Brief
Quote, without change, the part of the material below that opens with the line containing "the fog light" and closes with the line containing "[1078, 230]", including both of those lines.

====== Listing ======

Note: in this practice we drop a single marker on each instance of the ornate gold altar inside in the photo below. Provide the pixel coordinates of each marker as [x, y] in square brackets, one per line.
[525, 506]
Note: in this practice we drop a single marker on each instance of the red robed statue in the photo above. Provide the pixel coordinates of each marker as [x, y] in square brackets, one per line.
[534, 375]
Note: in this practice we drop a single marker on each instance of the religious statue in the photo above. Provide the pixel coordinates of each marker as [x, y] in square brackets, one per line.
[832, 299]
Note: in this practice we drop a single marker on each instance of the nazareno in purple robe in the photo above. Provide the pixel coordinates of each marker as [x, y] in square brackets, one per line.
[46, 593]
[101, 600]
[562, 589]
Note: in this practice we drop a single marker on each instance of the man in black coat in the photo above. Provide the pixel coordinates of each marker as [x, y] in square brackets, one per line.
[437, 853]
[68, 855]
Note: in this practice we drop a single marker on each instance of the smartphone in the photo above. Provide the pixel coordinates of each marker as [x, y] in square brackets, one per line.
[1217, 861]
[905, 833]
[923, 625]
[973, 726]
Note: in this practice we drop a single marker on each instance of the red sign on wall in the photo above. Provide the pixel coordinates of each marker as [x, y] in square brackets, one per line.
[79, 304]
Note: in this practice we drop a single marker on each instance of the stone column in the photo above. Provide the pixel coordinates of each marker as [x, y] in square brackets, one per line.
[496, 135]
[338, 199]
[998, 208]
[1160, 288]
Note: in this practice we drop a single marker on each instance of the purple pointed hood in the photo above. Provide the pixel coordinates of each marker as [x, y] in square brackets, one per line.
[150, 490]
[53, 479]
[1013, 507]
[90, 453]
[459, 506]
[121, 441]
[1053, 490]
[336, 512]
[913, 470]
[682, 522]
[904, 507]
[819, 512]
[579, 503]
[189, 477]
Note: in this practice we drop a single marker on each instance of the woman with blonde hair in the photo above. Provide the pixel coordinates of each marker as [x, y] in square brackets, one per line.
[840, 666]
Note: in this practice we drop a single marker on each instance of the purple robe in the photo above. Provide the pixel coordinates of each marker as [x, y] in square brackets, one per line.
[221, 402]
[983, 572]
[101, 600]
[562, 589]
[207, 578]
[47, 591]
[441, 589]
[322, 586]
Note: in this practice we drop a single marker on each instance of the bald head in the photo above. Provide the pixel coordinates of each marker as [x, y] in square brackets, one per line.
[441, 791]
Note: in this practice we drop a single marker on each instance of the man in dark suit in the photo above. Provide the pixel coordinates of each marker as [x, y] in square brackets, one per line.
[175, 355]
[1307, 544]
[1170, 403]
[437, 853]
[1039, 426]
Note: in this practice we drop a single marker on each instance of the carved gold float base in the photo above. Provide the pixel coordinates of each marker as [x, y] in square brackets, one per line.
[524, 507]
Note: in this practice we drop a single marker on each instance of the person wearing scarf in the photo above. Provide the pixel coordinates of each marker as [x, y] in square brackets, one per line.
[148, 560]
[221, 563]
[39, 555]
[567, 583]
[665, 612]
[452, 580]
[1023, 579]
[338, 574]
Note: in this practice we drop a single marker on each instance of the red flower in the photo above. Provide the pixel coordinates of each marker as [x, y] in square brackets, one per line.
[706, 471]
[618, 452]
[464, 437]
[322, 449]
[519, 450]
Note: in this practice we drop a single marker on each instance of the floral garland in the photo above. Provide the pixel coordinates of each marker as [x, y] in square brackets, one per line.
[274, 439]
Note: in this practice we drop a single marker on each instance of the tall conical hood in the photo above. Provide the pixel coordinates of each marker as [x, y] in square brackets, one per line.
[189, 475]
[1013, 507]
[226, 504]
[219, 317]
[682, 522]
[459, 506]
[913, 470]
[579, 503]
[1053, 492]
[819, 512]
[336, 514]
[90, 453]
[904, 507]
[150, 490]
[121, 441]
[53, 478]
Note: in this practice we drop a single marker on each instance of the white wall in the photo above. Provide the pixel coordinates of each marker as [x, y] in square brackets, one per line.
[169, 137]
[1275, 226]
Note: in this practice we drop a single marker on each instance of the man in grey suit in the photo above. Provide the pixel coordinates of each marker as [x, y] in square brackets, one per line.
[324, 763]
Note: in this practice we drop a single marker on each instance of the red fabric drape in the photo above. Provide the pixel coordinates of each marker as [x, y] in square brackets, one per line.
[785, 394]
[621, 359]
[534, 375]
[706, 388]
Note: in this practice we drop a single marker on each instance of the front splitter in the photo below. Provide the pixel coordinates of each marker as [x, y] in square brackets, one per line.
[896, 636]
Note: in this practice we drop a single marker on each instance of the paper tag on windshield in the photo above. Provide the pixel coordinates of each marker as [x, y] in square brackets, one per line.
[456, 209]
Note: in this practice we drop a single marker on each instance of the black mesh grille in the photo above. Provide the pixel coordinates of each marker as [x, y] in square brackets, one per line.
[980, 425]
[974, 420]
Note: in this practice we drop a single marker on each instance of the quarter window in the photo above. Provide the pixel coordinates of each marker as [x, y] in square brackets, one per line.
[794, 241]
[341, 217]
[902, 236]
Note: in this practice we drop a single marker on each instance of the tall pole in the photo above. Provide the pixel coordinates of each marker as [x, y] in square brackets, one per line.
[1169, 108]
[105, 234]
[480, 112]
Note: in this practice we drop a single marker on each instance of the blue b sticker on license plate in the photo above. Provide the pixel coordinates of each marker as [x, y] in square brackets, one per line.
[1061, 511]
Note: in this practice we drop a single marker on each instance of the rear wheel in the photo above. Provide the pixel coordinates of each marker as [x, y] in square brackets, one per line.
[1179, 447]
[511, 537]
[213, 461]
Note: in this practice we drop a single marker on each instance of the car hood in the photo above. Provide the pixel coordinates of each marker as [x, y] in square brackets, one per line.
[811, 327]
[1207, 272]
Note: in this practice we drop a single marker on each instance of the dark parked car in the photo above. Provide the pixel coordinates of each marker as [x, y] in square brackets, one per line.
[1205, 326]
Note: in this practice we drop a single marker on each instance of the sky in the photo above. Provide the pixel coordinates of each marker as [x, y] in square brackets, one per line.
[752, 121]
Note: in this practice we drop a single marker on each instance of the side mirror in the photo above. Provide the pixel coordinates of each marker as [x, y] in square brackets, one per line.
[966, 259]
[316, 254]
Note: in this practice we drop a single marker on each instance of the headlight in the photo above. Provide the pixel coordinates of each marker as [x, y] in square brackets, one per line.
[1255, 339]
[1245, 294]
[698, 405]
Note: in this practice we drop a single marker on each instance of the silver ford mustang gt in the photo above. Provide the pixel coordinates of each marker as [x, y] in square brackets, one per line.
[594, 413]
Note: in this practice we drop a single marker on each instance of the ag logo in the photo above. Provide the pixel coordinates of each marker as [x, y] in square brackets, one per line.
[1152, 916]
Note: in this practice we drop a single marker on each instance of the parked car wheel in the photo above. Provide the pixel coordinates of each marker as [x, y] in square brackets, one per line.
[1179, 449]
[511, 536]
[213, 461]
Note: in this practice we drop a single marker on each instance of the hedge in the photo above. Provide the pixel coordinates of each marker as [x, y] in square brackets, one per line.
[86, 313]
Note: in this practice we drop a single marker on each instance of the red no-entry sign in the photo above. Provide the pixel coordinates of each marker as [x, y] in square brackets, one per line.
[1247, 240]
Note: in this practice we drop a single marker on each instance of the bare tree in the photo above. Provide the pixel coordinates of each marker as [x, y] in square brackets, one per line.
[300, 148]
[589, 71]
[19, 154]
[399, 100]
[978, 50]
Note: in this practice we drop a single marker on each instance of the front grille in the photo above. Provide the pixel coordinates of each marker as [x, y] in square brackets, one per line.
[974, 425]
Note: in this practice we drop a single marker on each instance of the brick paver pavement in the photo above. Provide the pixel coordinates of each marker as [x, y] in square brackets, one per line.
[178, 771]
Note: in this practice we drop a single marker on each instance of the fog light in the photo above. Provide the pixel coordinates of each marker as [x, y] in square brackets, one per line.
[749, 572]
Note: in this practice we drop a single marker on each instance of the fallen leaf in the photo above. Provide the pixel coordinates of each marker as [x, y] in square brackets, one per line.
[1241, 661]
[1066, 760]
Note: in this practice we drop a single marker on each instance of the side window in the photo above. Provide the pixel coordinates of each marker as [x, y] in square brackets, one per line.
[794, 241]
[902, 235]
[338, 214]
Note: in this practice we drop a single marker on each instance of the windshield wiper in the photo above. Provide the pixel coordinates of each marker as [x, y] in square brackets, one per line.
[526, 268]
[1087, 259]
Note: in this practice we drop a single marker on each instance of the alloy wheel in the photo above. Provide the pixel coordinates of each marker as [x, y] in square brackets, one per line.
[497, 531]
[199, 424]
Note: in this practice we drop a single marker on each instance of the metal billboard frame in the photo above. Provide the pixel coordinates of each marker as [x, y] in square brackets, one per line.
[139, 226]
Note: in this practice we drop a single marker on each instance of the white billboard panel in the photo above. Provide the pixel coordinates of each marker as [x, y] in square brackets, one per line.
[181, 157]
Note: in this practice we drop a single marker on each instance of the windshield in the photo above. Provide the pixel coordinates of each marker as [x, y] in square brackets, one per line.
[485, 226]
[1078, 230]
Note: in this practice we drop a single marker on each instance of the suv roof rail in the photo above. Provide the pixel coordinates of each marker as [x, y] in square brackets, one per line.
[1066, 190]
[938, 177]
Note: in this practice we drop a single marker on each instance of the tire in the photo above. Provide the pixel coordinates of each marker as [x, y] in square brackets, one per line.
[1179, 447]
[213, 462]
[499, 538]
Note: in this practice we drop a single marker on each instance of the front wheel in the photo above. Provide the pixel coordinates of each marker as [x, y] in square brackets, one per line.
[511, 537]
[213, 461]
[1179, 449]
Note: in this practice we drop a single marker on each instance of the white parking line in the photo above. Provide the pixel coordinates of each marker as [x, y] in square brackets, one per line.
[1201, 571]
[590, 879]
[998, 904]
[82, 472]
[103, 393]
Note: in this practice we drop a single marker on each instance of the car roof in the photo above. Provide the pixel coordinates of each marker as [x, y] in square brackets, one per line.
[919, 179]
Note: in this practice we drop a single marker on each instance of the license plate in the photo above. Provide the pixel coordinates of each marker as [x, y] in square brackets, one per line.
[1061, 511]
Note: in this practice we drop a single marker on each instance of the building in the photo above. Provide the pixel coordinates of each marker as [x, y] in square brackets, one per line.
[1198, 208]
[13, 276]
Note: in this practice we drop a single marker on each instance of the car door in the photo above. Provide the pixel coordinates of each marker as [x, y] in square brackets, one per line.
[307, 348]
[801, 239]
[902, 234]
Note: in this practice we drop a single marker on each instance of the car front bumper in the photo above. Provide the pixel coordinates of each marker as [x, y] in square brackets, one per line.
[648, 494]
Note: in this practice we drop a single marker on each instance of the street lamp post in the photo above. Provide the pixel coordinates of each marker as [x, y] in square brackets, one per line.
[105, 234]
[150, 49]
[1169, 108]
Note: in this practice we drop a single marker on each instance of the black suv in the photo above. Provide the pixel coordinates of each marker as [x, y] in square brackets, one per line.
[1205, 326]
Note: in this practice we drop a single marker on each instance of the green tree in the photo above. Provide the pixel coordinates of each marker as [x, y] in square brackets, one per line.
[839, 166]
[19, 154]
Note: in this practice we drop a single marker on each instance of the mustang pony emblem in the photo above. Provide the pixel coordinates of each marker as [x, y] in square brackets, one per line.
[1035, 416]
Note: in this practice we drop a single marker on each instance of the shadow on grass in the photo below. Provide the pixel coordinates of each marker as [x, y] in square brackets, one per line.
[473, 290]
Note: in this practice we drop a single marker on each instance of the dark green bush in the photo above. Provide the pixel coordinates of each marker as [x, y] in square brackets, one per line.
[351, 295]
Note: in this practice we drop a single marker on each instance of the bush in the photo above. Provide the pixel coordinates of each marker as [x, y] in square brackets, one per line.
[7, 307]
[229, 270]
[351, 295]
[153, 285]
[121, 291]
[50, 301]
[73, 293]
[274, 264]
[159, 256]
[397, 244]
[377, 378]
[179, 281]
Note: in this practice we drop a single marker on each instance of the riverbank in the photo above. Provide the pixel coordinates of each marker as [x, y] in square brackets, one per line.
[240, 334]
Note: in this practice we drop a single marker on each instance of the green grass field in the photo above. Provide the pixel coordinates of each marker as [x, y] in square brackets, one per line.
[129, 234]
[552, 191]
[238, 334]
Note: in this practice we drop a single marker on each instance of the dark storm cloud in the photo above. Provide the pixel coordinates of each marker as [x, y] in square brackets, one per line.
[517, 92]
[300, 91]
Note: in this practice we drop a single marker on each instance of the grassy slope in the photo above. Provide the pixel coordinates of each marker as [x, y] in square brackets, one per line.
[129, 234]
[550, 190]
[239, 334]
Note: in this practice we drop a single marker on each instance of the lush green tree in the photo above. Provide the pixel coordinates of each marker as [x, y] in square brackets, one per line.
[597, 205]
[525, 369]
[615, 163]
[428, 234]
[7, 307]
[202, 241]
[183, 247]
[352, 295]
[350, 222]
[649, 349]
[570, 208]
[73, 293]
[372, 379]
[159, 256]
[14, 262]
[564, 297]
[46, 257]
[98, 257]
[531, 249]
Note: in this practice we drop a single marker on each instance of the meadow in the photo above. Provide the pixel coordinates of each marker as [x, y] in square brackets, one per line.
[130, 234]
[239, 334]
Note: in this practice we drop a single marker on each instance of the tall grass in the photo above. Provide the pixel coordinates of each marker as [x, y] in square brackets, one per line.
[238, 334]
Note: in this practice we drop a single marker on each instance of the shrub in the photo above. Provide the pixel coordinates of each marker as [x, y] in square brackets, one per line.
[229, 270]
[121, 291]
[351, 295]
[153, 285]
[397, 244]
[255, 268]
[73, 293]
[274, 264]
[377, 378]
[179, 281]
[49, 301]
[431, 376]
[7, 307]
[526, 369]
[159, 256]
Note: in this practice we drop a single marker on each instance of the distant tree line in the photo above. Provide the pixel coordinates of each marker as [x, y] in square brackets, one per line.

======

Completed task
Note: in this practice we drop a single marker on each instance of the fog light in the photo above. Provide the pixel coordinates of each marker as [x, y] in square brackets, one per line.
[749, 572]
Note: in this practice we drop a single marker on each instance of the fallen leaf in the photo above. Provide the pixel coordinates of each marker as [x, y] in square brackets, one per line.
[1241, 661]
[1066, 760]
Note: in this practice we drop a single marker on each instance of the side window in the photo above. Provide the pixel coordinates of each marker as [x, y] in square brackets, one per line.
[794, 241]
[902, 235]
[338, 214]
Note: in this practice we drop a single marker on each instance of the windshield wiper in the photo above. Provide the pixel coordinates of each marker as [x, y] in square brackets, one per line.
[526, 268]
[1087, 259]
Note: in this practice we drop a single marker on each instance of the alloy wheel in the photo above. Provide the pixel coordinates of each marker as [x, y] in square brackets, one per line.
[497, 531]
[199, 424]
Note: in this practice we drop a single marker on each instance of the metal billboard frame in the photo above. Provide the pixel coordinates of each marker as [x, y] in square brackets, one per line.
[139, 226]
Note: in this practice we drop a single marker on each instance of the white billboard panel in the photo above. Provide the pixel coordinates of each marker as [x, y] in square brackets, one per line.
[181, 157]
Note: in this practice we drop a single marker on each instance of the windshield in the photo above. Provide the pixel coordinates of each marker as [x, y] in square brackets, one per line.
[485, 226]
[1078, 230]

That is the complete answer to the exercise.